DIRECTIVE: Pick out every line in the listing below that contains the word "panel", and copy each of those lines.

===== RECORDS PROVIDED =====

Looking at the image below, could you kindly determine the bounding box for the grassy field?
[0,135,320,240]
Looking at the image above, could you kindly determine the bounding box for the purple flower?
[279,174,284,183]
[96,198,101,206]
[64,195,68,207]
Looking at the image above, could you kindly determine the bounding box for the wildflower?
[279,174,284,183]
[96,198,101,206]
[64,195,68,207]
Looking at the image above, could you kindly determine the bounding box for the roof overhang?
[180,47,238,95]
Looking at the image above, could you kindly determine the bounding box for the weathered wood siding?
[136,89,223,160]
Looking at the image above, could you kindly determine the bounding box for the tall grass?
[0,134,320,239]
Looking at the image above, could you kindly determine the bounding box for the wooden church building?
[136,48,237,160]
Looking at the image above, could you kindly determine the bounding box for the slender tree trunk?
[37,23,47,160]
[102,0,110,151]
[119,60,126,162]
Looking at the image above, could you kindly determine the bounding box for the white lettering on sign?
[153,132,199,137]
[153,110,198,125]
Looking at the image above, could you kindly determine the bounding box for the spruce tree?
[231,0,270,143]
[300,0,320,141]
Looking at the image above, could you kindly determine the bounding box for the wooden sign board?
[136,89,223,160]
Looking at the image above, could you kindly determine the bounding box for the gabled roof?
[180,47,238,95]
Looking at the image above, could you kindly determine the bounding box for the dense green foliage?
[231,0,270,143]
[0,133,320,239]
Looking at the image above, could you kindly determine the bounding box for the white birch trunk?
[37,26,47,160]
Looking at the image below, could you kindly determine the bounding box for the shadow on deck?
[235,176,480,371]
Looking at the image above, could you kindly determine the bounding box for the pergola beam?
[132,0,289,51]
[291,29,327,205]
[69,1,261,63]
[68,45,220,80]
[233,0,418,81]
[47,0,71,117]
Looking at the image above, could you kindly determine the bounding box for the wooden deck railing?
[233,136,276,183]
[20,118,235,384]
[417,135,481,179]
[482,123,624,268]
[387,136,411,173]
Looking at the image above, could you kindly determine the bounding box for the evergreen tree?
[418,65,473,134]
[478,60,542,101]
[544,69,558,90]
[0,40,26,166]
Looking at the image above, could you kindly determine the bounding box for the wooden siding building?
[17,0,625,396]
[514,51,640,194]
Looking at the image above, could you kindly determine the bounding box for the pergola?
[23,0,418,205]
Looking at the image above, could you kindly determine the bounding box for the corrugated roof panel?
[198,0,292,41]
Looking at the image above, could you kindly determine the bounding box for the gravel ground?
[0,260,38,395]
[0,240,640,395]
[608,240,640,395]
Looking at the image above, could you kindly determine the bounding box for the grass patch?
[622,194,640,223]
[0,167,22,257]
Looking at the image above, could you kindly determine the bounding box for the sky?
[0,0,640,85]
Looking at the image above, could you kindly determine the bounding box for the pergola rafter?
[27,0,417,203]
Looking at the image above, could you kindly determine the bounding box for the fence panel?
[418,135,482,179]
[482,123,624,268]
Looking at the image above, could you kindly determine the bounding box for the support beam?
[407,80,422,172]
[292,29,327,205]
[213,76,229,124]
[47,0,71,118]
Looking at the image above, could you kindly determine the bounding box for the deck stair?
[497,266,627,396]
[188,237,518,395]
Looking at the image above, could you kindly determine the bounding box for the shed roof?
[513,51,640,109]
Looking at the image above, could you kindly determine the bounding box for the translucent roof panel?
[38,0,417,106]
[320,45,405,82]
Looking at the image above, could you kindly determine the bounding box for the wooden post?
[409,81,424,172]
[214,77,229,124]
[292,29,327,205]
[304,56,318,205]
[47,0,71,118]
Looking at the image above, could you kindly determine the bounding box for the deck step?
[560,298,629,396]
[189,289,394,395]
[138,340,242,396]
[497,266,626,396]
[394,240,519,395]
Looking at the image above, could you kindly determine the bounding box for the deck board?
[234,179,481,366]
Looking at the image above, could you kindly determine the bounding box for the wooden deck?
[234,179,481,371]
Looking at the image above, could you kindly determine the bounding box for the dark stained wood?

=====

IN RESPONSE:
Looking at the image above, could you kindly determine the bounding box for the corrugated roof panel?
Looking at the image above, could you kindly determine the bounding box for the fence panel?
Looking at the image above, could you kindly determine the bounding box for the translucent roof panel?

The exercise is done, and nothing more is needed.